**DATA TO PROCESS:**

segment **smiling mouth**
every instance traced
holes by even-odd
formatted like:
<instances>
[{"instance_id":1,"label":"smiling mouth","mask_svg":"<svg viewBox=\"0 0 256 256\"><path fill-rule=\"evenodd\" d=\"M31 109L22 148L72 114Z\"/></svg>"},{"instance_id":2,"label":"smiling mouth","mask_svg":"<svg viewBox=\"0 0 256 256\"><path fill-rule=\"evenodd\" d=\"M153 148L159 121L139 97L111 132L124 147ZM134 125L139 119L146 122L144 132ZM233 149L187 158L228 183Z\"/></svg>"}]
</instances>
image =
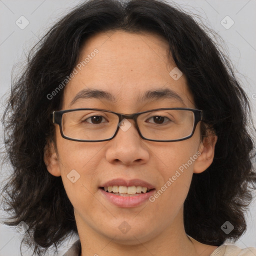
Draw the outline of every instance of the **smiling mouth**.
<instances>
[{"instance_id":1,"label":"smiling mouth","mask_svg":"<svg viewBox=\"0 0 256 256\"><path fill-rule=\"evenodd\" d=\"M110 186L100 187L100 189L104 190L106 192L110 193L116 196L134 196L148 193L150 190L145 186Z\"/></svg>"}]
</instances>

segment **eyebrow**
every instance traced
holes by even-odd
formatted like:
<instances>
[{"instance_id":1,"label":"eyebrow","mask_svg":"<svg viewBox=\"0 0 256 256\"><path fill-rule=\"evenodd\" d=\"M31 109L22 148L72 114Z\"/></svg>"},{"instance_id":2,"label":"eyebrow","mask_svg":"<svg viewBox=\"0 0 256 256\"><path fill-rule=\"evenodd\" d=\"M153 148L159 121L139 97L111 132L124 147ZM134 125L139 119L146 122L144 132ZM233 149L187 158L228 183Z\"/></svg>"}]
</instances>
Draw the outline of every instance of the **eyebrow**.
<instances>
[{"instance_id":1,"label":"eyebrow","mask_svg":"<svg viewBox=\"0 0 256 256\"><path fill-rule=\"evenodd\" d=\"M76 94L70 104L70 106L78 100L86 98L104 99L113 102L117 102L117 99L114 96L108 92L98 89L86 88ZM139 96L137 98L137 103L148 100L160 100L166 98L176 100L185 106L183 100L177 92L168 88L147 90L142 96Z\"/></svg>"}]
</instances>

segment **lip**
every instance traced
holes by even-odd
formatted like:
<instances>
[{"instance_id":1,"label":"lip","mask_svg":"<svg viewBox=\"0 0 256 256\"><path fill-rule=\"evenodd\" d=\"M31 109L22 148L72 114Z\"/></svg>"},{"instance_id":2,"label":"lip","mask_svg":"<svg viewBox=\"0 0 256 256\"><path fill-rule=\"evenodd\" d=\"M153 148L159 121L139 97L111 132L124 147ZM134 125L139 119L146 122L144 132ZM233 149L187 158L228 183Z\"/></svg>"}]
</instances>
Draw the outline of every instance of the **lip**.
<instances>
[{"instance_id":1,"label":"lip","mask_svg":"<svg viewBox=\"0 0 256 256\"><path fill-rule=\"evenodd\" d=\"M141 186L147 188L149 190L152 190L154 188L154 186L152 184L150 184L148 182L142 180L141 180L134 179L130 180L126 180L122 178L115 178L114 180L110 180L100 186L100 187L104 188L104 186Z\"/></svg>"},{"instance_id":2,"label":"lip","mask_svg":"<svg viewBox=\"0 0 256 256\"><path fill-rule=\"evenodd\" d=\"M121 184L121 186L122 185ZM146 193L142 194L140 196L116 196L112 193L106 192L100 188L98 190L100 190L100 192L102 193L102 196L109 202L118 207L124 208L136 207L142 204L145 202L148 201L148 198L156 192L156 190L154 189Z\"/></svg>"}]
</instances>

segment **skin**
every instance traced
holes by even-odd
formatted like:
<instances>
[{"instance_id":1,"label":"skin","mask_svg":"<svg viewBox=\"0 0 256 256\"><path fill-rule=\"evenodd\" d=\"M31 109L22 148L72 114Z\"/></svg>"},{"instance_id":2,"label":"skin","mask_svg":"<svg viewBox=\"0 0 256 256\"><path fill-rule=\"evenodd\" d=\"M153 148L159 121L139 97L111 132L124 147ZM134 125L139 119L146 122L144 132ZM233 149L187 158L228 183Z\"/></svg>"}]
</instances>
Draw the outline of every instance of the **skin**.
<instances>
[{"instance_id":1,"label":"skin","mask_svg":"<svg viewBox=\"0 0 256 256\"><path fill-rule=\"evenodd\" d=\"M98 53L65 88L62 110L92 108L131 114L158 108L196 108L185 76L174 80L169 75L176 65L168 61L168 43L159 36L119 30L98 34L86 42L80 61L96 48ZM134 104L144 92L165 88L176 92L185 106L174 99ZM116 102L80 99L70 106L76 95L86 88L106 90ZM112 140L97 142L66 140L56 126L56 148L50 144L45 154L48 172L61 176L74 207L81 255L210 256L218 246L186 234L183 206L193 173L202 172L212 162L217 137L210 134L202 141L199 123L190 139L150 142L141 138L134 121L129 122L132 126L127 131L120 130ZM198 151L200 156L154 202L120 208L106 201L98 190L118 178L140 179L158 190ZM74 169L80 177L72 183L67 174ZM124 221L131 227L125 234L118 228Z\"/></svg>"}]
</instances>

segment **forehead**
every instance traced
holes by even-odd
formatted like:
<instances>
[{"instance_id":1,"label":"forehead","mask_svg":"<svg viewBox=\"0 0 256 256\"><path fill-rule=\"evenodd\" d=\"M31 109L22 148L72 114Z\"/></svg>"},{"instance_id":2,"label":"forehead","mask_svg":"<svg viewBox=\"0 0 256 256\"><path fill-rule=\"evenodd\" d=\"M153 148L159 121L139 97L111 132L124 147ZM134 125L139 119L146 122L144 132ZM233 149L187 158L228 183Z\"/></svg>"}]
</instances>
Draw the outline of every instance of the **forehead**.
<instances>
[{"instance_id":1,"label":"forehead","mask_svg":"<svg viewBox=\"0 0 256 256\"><path fill-rule=\"evenodd\" d=\"M94 36L82 48L76 74L66 87L64 108L84 90L108 92L114 98L110 104L134 108L146 92L170 89L193 107L185 76L176 80L170 74L176 66L168 60L168 42L154 34L118 30Z\"/></svg>"}]
</instances>

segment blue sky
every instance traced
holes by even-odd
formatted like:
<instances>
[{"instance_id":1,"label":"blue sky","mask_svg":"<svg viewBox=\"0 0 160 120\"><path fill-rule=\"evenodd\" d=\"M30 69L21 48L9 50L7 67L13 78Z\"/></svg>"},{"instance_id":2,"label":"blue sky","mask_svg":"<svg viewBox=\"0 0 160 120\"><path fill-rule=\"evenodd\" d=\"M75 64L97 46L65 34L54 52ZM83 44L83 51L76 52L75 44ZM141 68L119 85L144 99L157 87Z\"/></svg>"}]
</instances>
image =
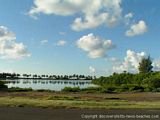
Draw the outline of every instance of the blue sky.
<instances>
[{"instance_id":1,"label":"blue sky","mask_svg":"<svg viewBox=\"0 0 160 120\"><path fill-rule=\"evenodd\" d=\"M160 69L159 0L1 0L0 71L109 75Z\"/></svg>"}]
</instances>

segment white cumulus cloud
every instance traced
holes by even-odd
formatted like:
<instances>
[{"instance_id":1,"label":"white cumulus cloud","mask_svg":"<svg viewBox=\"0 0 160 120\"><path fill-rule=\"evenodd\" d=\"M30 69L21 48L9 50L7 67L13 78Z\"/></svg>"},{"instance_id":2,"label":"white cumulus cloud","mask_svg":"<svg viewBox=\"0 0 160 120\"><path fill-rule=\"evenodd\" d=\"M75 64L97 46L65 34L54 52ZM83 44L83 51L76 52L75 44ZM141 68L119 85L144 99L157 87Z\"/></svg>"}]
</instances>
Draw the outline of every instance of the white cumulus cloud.
<instances>
[{"instance_id":1,"label":"white cumulus cloud","mask_svg":"<svg viewBox=\"0 0 160 120\"><path fill-rule=\"evenodd\" d=\"M89 72L93 74L96 72L96 69L92 66L89 66Z\"/></svg>"},{"instance_id":2,"label":"white cumulus cloud","mask_svg":"<svg viewBox=\"0 0 160 120\"><path fill-rule=\"evenodd\" d=\"M123 71L138 72L138 66L142 58L147 57L145 52L135 52L127 50L124 60L119 65L113 66L113 72L121 73Z\"/></svg>"},{"instance_id":3,"label":"white cumulus cloud","mask_svg":"<svg viewBox=\"0 0 160 120\"><path fill-rule=\"evenodd\" d=\"M133 13L128 13L124 16L124 22L126 25L129 25L131 23L131 19L133 18Z\"/></svg>"},{"instance_id":4,"label":"white cumulus cloud","mask_svg":"<svg viewBox=\"0 0 160 120\"><path fill-rule=\"evenodd\" d=\"M41 40L40 43L41 43L41 45L44 45L44 44L48 43L48 40Z\"/></svg>"},{"instance_id":5,"label":"white cumulus cloud","mask_svg":"<svg viewBox=\"0 0 160 120\"><path fill-rule=\"evenodd\" d=\"M66 44L67 44L67 42L65 40L59 40L56 45L57 46L64 46Z\"/></svg>"},{"instance_id":6,"label":"white cumulus cloud","mask_svg":"<svg viewBox=\"0 0 160 120\"><path fill-rule=\"evenodd\" d=\"M130 26L130 29L126 31L126 36L133 37L137 35L142 35L147 32L148 27L145 21L140 20L137 24L133 24Z\"/></svg>"},{"instance_id":7,"label":"white cumulus cloud","mask_svg":"<svg viewBox=\"0 0 160 120\"><path fill-rule=\"evenodd\" d=\"M77 41L77 46L87 52L90 58L105 57L106 52L115 47L111 40L101 39L92 33L82 36Z\"/></svg>"},{"instance_id":8,"label":"white cumulus cloud","mask_svg":"<svg viewBox=\"0 0 160 120\"><path fill-rule=\"evenodd\" d=\"M160 71L160 59L156 59L152 63L154 71Z\"/></svg>"},{"instance_id":9,"label":"white cumulus cloud","mask_svg":"<svg viewBox=\"0 0 160 120\"><path fill-rule=\"evenodd\" d=\"M100 25L113 26L121 19L121 0L34 0L29 15L79 15L71 25L75 31Z\"/></svg>"},{"instance_id":10,"label":"white cumulus cloud","mask_svg":"<svg viewBox=\"0 0 160 120\"><path fill-rule=\"evenodd\" d=\"M1 59L21 59L28 57L26 46L16 42L16 36L7 27L0 26L0 58Z\"/></svg>"}]
</instances>

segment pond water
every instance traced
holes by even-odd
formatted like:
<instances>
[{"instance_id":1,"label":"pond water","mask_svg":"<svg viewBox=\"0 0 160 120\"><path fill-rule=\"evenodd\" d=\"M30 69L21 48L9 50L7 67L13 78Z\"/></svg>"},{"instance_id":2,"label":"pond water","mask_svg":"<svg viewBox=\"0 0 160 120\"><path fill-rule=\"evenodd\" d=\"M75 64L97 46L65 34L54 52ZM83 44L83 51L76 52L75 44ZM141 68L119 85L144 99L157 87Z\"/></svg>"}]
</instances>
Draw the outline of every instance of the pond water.
<instances>
[{"instance_id":1,"label":"pond water","mask_svg":"<svg viewBox=\"0 0 160 120\"><path fill-rule=\"evenodd\" d=\"M93 87L91 80L35 80L35 79L18 79L6 80L7 86L19 88L32 88L33 90L54 90L61 91L65 87Z\"/></svg>"}]
</instances>

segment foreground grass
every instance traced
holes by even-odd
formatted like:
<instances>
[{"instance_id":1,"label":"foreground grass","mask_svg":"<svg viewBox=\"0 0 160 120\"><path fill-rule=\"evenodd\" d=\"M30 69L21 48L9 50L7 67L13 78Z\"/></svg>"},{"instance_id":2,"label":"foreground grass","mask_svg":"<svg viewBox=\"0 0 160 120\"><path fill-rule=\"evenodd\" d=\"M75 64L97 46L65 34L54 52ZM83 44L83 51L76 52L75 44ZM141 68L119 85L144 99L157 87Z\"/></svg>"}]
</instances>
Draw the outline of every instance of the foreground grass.
<instances>
[{"instance_id":1,"label":"foreground grass","mask_svg":"<svg viewBox=\"0 0 160 120\"><path fill-rule=\"evenodd\" d=\"M130 95L130 94L128 94ZM1 96L0 106L42 107L42 108L89 108L89 109L160 109L160 101L132 101L114 99L86 99L83 97L46 95L31 98L28 96Z\"/></svg>"}]
</instances>

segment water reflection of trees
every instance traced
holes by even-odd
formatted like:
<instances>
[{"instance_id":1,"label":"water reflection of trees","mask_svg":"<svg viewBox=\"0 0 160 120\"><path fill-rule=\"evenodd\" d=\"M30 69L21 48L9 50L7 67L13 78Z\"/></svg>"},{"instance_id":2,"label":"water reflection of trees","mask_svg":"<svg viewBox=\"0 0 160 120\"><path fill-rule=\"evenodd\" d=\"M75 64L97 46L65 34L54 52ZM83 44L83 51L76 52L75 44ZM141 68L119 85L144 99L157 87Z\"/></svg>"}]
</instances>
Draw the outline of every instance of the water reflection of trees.
<instances>
[{"instance_id":1,"label":"water reflection of trees","mask_svg":"<svg viewBox=\"0 0 160 120\"><path fill-rule=\"evenodd\" d=\"M89 85L91 81L63 81L63 80L7 80L8 84L53 84L53 85Z\"/></svg>"}]
</instances>

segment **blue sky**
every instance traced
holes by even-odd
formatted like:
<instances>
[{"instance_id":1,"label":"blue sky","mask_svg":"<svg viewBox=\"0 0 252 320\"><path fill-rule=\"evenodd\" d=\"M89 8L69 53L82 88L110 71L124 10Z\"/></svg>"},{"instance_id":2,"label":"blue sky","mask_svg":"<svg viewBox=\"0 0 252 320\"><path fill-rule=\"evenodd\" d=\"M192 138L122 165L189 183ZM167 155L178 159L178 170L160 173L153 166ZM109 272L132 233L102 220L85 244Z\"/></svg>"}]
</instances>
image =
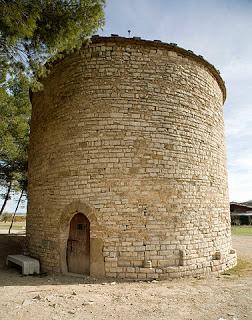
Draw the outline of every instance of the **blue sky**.
<instances>
[{"instance_id":1,"label":"blue sky","mask_svg":"<svg viewBox=\"0 0 252 320\"><path fill-rule=\"evenodd\" d=\"M127 37L130 29L131 36L193 50L220 70L230 200L252 199L252 0L107 0L105 12L98 34Z\"/></svg>"},{"instance_id":2,"label":"blue sky","mask_svg":"<svg viewBox=\"0 0 252 320\"><path fill-rule=\"evenodd\" d=\"M252 199L252 0L108 0L100 35L174 42L204 56L226 82L230 200Z\"/></svg>"}]
</instances>

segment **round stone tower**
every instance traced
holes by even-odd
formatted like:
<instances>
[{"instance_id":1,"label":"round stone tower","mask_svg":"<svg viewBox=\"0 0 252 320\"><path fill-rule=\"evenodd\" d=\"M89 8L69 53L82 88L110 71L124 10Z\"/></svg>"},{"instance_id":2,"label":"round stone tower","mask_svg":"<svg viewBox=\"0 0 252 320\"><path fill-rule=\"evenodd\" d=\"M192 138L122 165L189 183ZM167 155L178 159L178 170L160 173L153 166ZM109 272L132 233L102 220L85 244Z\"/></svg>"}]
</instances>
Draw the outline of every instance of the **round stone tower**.
<instances>
[{"instance_id":1,"label":"round stone tower","mask_svg":"<svg viewBox=\"0 0 252 320\"><path fill-rule=\"evenodd\" d=\"M192 51L93 37L32 95L27 234L51 272L222 271L231 247L225 85Z\"/></svg>"}]
</instances>

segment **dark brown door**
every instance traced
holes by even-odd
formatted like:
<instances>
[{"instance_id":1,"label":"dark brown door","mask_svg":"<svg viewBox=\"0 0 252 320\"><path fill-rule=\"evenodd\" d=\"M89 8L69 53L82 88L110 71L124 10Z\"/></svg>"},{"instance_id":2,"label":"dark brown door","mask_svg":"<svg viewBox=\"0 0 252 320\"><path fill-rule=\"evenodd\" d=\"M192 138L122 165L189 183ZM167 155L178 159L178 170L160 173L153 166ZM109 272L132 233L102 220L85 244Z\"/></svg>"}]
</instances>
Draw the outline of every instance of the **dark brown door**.
<instances>
[{"instance_id":1,"label":"dark brown door","mask_svg":"<svg viewBox=\"0 0 252 320\"><path fill-rule=\"evenodd\" d=\"M89 274L90 224L82 213L77 213L70 222L67 265L68 272Z\"/></svg>"}]
</instances>

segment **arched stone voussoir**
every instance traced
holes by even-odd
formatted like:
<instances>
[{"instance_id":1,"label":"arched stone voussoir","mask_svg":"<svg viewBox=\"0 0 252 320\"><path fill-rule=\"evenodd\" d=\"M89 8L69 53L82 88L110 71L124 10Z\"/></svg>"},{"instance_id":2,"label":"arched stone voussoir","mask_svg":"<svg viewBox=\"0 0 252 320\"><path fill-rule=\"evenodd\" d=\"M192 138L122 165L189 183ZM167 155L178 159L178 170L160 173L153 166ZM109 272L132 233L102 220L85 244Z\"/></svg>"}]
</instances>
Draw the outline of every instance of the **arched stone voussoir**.
<instances>
[{"instance_id":1,"label":"arched stone voussoir","mask_svg":"<svg viewBox=\"0 0 252 320\"><path fill-rule=\"evenodd\" d=\"M62 210L59 220L60 229L68 226L69 221L78 212L83 213L88 218L90 225L98 224L94 209L80 200L74 200Z\"/></svg>"}]
</instances>

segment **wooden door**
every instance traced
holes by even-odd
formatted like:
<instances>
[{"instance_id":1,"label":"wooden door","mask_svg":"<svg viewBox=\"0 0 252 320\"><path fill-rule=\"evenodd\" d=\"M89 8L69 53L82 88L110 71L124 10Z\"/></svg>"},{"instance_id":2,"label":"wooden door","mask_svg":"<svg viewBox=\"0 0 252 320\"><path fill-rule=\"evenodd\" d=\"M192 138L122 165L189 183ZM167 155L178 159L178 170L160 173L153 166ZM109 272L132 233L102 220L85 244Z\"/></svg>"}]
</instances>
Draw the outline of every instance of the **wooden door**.
<instances>
[{"instance_id":1,"label":"wooden door","mask_svg":"<svg viewBox=\"0 0 252 320\"><path fill-rule=\"evenodd\" d=\"M89 274L90 223L82 213L77 213L70 222L67 265L68 272Z\"/></svg>"}]
</instances>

**YOUR TASK:**
Copy out the lines from the line containing "segment **wooden door**" to the end of the listing above, without alteration.

**RESULT BELOW:**
segment **wooden door**
every instance traced
holes by even-odd
formatted like:
<instances>
[{"instance_id":1,"label":"wooden door","mask_svg":"<svg viewBox=\"0 0 252 320\"><path fill-rule=\"evenodd\" d=\"M89 8L69 53L82 88L110 71L124 10Z\"/></svg>"},{"instance_id":2,"label":"wooden door","mask_svg":"<svg viewBox=\"0 0 252 320\"><path fill-rule=\"evenodd\" d=\"M192 138L122 165L189 183ZM167 155L178 159L178 170L160 173L153 166ZM109 272L132 233L102 220L85 244Z\"/></svg>"}]
</instances>
Draw the outline of every instance of the **wooden door**.
<instances>
[{"instance_id":1,"label":"wooden door","mask_svg":"<svg viewBox=\"0 0 252 320\"><path fill-rule=\"evenodd\" d=\"M89 274L90 223L82 213L77 213L70 222L67 265L68 272Z\"/></svg>"}]
</instances>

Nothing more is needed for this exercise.